Text section =>
Reading this book brought me back to my own experience of illness; of the inexpressibility of pain, of a chest port inserted under the skin to administer chemotherapy, the annihilating exhaustion of the treatment, the oxymoronic news that the medication that saved my life may have damaged my heart permanently. Hair loss. Needles. Loneliness. Many times I wanted to put this book down because it brought me back to rooms and wards that I don’t want to remember. The immersive quality of Boyer’s narrative is intense, but what else could it be?
Patients stand on the precipice of their own life, but they don’t fall into the canyon. You pick your way back, with broken-nerve endings, your own extremities altered forever. Even when well, it is impossible to recognise the post-illness body. It is not the same – it never can be. Boyer knows this, and other people tell her too. “A woman tells me that she, as she had once known herself, has never really returned from the cancer she had 30 years ago.” She is perceptive on the gendering of illness and care. Her encounters in waiting rooms and at hatches and cubicles are with women, and this is the demographic of the people who make you better: the admin staff who locate a bed, the nurses who clean your wounds, the women (and they are always women) who come and take away the plate of crackers you are too sick to eat, and the vacuum-packed cheese because fresh fruit is a possible source of contamination. The costs of getting sick in the US disproportionately affects single women (like Boyer) and women of colour.
With sickness, there is little light and lots of shade. Boyer is receptive to those small moments when that light appears and finds a way to acknowledge the humour in some of them. “When your eyelashes fall out, send them as a reverse wish to every person who has, at your illness, disappeared”. When she and a friend fill out prayer cards in the lobby of the ‘cancer pavilion’, she writes please pray for American poetry.

Listed entries =>
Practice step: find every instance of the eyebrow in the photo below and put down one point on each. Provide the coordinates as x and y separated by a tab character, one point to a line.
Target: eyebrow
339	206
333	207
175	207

About this task =>
Continue the review of Boyer's book on illness, picking up after its last sentence, about the prayer cards in the lobby of the "cancer pavilion".

Task response =>
There is a kinetic sense of push and pull in this work. Of wanting to articulate illness and its environs, its machinations, its boring interruptions – but also of not wanting to be the illness, or be defined by it. Perhaps Boyer is channelling Audre Lorde, who wrote in The Cancer Diaries, “Your silence will not protect you”. Forming thoughts with a brain that still works and lungs that still breathe are the physical parts of articulation, but The Undying is about more than that. It is about the necessity of that act of speaking, and how a single story is really a global narrative. After all, we are all potentially – as Boyer reminds us – “future sick persons”.
In writing The Undying, Boyer states: “I wanted to write about pain without any philosophy”, but there is a philosophical disquisition at work here, and Boyer negates the form of traditional memoir, or linear non-fiction, by working both internally and outside of it. It is defiant and gloriously multiplicitous in its aims, form, and provocations. To write that, “Every person with a body should be given a guide to dying soon as they are born” is both philosophical and palliative. This book accommodates anger but never rants, offers insight but (thankfully) no catharsis. It offers a new, necessary lexicon and unshakeably parses “the gorgeous framework” of mortality.